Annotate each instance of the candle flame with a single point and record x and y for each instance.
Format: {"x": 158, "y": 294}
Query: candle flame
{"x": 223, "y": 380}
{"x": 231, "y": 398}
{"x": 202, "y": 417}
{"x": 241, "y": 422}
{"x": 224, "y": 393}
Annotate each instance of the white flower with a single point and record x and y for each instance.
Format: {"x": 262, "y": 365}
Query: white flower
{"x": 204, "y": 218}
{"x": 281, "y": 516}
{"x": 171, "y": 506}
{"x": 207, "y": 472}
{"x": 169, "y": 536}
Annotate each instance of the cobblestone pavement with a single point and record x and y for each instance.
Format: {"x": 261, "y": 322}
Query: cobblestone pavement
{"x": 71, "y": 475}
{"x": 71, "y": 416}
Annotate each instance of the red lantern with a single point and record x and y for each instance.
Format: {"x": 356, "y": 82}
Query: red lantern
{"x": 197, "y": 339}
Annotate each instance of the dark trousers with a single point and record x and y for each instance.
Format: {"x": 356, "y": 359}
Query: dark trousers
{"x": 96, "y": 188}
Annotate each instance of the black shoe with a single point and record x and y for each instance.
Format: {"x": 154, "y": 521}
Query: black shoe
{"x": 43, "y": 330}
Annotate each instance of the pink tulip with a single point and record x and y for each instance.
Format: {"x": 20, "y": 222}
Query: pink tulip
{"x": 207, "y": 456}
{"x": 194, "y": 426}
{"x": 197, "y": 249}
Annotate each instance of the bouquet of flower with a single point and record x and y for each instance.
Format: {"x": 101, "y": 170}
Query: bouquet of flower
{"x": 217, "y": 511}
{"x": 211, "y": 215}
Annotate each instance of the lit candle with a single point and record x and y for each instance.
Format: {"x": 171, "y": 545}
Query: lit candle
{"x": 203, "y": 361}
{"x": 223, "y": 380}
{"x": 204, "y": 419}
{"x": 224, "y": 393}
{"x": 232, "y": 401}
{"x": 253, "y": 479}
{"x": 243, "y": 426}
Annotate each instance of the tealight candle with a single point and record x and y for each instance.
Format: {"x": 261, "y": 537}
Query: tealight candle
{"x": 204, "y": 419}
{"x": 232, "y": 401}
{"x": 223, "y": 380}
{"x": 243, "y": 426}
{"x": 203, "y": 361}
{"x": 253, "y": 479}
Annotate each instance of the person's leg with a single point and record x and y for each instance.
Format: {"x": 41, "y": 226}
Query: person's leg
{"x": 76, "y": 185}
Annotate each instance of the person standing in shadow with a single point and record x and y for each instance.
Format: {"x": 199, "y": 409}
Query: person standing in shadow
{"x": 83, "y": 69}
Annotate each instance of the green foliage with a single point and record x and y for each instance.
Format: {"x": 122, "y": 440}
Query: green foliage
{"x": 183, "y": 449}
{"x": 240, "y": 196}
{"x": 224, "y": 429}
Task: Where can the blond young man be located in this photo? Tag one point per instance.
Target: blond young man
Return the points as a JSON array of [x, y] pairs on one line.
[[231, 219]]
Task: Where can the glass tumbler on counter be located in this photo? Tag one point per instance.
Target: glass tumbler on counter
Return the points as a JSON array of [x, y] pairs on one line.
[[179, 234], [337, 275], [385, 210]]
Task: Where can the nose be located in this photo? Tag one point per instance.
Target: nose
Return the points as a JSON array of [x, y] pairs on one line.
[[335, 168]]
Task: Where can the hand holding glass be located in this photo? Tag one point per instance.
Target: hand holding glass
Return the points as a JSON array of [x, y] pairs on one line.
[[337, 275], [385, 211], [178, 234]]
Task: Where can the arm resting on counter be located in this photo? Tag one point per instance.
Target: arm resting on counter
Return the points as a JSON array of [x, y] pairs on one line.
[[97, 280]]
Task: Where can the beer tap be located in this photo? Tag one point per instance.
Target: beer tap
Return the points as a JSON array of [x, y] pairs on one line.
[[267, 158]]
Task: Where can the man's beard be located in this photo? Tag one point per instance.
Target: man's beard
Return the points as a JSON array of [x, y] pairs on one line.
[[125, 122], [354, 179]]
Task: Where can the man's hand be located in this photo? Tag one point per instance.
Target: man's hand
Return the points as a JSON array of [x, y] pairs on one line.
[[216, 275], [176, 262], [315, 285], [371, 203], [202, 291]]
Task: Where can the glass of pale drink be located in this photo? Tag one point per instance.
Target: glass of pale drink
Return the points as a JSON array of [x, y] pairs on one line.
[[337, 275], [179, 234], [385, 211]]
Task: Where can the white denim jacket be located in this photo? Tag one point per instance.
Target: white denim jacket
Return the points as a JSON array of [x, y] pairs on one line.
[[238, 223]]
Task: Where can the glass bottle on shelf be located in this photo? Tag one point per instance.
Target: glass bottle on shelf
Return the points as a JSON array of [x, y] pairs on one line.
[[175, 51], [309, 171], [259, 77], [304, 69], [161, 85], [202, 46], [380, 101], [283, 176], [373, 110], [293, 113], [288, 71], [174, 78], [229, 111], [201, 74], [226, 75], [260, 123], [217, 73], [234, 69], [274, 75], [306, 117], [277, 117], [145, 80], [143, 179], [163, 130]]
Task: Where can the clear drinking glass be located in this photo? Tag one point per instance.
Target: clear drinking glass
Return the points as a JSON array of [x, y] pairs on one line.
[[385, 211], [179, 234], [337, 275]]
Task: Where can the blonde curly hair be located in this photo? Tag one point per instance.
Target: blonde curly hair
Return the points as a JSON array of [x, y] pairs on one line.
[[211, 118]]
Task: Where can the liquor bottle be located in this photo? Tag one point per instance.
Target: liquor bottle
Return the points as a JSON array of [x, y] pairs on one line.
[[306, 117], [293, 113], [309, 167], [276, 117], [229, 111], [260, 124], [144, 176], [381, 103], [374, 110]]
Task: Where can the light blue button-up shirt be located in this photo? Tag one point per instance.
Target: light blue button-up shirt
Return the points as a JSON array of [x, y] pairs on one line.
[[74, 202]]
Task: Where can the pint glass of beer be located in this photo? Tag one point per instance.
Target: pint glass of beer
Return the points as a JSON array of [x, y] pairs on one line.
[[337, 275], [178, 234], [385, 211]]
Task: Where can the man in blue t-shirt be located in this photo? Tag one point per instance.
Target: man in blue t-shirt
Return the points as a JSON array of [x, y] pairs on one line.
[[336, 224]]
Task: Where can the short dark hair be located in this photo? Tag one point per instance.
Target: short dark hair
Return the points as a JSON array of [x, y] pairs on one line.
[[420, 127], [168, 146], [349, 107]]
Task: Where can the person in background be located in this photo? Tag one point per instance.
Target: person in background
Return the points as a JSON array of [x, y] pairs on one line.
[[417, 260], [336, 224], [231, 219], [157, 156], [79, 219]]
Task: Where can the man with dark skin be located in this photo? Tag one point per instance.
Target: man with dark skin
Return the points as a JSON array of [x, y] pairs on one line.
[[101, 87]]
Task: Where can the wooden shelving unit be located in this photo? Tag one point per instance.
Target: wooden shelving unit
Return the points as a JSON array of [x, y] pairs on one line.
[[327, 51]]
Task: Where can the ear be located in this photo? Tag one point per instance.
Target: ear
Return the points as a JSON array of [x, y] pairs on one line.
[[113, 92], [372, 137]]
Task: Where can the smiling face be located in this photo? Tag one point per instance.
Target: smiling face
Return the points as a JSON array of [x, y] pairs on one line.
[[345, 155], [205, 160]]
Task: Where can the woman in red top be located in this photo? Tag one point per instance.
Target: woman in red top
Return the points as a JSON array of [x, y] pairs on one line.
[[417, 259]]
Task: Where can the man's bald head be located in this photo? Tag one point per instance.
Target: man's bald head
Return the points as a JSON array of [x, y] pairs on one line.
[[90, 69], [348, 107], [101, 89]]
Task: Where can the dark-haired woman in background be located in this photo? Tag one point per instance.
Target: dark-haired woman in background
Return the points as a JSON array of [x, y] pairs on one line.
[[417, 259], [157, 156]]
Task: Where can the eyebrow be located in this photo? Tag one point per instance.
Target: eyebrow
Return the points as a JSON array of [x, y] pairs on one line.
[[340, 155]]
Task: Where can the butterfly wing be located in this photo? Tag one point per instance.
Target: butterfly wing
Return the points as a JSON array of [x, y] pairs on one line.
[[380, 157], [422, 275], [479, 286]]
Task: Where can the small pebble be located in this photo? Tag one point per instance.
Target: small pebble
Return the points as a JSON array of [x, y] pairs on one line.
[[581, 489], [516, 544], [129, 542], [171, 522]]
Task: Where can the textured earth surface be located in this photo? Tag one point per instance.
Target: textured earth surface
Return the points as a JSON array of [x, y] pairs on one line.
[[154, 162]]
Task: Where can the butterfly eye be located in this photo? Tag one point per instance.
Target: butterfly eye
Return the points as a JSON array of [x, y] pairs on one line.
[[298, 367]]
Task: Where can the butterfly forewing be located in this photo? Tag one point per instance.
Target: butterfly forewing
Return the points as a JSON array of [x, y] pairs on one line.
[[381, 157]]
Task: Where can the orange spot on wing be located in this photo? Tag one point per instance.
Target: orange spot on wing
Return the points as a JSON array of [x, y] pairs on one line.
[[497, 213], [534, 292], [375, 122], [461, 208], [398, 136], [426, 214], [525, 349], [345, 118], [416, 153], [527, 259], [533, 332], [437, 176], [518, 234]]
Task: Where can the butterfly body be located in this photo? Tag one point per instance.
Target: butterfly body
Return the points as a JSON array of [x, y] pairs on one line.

=====

Requirement =
Retype the items from the line with "Task: Where can the person" to the line with "[[345, 155], [205, 160]]" without changing a character.

The result =
Task: Where can the person in background be located in this photo? Tag one point per instance.
Target: person in background
Return the points as a JSON array of [x, y] pairs on one line.
[[417, 260], [336, 224], [231, 219], [157, 156], [79, 219]]
Task: Where can the man with dark skin be located in this photo? Tag one point per instance.
Target: man with dark skin
Return the points as a JSON array of [x, y] pairs on one line.
[[101, 87]]
Task: Where can the wooden shelving unit be located in this photo? Tag one point per instance.
Target: wooden shelving unit
Return the points as a JSON array of [x, y] pairs on one line.
[[327, 51]]
Task: Where can the ear be located in this photo? Tag one point per instance.
Target: ear
Return the points as a JSON array of [x, y] pairs on one line.
[[113, 92], [372, 137]]
Task: Where can the smiling face be located in this photo? Tag one point per instance.
Target: smiling face
Return the points as a JSON array of [x, y] pairs on one line.
[[345, 155], [205, 160]]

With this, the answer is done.